*RECORD EXCERPTS*
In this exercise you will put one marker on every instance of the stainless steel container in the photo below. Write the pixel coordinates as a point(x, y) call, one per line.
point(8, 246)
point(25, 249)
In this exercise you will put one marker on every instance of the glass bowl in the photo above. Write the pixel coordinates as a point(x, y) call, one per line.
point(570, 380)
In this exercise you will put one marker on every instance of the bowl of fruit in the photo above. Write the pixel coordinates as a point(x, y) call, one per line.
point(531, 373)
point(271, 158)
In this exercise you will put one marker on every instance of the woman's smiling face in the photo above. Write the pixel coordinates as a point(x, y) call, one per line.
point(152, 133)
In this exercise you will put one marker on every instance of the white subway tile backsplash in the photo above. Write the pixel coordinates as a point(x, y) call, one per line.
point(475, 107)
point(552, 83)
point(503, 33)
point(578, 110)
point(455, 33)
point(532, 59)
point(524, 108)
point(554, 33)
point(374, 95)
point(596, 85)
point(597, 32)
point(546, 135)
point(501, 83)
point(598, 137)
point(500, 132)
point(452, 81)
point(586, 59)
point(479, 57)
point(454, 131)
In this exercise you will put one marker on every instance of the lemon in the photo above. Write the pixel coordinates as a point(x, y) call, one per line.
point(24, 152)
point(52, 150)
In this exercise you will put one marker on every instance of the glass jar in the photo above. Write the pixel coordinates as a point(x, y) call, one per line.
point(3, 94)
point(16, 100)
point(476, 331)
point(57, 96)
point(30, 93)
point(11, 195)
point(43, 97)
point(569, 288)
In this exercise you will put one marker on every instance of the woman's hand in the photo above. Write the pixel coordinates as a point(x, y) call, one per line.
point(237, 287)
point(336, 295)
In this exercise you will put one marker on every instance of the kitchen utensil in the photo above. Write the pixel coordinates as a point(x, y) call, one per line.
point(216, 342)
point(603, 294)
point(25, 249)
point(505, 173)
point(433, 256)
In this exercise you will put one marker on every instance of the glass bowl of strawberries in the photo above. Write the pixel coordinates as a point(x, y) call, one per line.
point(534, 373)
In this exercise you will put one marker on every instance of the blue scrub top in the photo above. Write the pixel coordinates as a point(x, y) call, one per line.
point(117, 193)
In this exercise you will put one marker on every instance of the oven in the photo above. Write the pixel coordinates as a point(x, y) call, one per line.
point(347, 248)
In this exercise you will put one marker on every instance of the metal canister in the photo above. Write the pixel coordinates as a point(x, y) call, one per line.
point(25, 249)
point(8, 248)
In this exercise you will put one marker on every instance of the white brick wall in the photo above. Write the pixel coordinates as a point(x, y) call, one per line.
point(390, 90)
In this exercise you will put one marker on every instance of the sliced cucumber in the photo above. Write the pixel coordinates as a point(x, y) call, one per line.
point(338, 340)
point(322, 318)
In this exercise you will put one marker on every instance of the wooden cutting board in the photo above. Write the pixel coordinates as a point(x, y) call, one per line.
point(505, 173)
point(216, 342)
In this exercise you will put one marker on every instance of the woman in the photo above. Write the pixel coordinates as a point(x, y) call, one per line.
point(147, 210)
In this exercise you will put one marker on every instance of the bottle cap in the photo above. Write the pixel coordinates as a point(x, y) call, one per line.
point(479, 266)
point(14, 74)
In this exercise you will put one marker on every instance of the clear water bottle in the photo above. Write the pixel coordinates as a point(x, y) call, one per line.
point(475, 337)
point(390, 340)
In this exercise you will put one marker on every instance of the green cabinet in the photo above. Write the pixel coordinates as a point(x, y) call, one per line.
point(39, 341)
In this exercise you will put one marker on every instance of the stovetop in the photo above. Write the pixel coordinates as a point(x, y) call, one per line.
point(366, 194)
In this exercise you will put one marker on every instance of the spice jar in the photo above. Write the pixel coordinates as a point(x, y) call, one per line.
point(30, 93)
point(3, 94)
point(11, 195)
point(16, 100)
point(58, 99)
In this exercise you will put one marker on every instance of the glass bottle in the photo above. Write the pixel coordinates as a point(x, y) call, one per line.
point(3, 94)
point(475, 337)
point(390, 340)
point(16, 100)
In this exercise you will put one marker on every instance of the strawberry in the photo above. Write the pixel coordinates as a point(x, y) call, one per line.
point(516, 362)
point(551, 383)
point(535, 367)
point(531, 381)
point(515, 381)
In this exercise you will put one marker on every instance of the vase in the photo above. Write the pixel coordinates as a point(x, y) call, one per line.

*TASK DESCRIPTION*
Please print exactly the lines of the entries above, beginning with the line that contains "of the strawberry" and ending with the last line.

*YOUR SOLUTION*
In this exercise you will put one marker on every instance of the strawberry in the photo above. Write the pixel coordinates as a point(x, y) call, one per line.
point(516, 362)
point(551, 383)
point(535, 367)
point(531, 381)
point(515, 381)
In this exercise you will put one marker on every instance of the vase in the photo above. Write the pixel coordinates as a point(x, y) call, one per line.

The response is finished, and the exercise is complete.